What is expected –
Pull out each line of the data that includes the word "jacket".

Data for review –
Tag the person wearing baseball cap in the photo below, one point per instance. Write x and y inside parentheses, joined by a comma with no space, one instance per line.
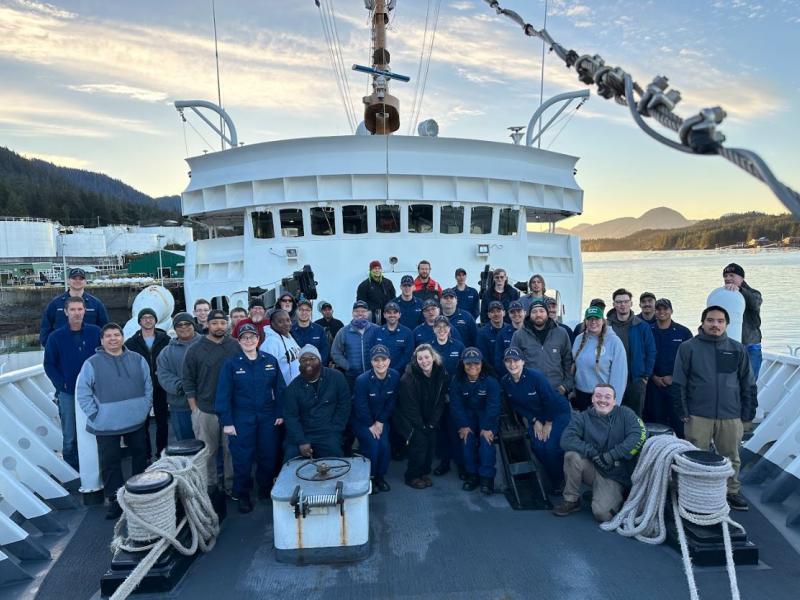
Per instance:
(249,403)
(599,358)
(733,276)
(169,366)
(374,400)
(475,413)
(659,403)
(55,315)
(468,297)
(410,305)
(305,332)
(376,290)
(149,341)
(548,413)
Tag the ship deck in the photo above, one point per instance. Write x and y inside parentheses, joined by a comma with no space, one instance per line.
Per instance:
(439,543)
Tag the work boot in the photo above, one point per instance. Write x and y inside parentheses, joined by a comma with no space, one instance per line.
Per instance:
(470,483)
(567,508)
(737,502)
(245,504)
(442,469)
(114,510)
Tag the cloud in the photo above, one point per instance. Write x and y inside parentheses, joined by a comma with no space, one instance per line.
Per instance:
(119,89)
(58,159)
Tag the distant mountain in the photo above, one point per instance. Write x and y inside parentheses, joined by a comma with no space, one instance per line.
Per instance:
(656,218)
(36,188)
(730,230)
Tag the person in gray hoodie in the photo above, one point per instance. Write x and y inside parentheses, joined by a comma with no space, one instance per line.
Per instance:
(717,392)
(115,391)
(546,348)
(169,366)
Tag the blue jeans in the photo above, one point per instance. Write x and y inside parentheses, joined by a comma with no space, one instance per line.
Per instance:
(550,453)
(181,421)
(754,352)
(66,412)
--
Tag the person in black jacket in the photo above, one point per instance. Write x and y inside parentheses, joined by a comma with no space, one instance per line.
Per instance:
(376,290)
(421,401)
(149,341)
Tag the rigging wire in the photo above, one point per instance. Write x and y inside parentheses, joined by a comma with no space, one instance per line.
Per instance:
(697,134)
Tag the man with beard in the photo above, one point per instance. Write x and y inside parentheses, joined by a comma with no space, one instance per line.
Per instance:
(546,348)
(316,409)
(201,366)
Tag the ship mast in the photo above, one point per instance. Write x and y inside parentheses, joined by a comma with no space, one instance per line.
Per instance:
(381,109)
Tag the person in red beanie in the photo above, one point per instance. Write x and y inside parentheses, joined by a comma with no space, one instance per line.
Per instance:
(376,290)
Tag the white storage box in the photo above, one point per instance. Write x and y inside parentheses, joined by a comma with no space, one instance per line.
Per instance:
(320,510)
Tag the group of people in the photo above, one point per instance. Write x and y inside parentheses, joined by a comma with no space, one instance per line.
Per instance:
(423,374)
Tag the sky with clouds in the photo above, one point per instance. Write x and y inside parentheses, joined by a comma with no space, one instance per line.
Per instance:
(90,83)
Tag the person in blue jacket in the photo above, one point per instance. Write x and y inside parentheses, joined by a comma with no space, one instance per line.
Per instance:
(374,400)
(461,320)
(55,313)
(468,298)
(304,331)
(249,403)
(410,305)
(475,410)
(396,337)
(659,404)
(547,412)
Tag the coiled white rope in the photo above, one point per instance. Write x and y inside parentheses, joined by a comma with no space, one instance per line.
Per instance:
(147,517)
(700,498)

Reply to the exercise –
Tag the person in black jacket in the photo above, one point per instance. Write x and y inside parentheses, joined by a comma with no space, one instance per line.
Tag the person in blue jacket in the photo above, one point per instance. Write x and y inside parentheses, joined by a comma with no space, one instance per line.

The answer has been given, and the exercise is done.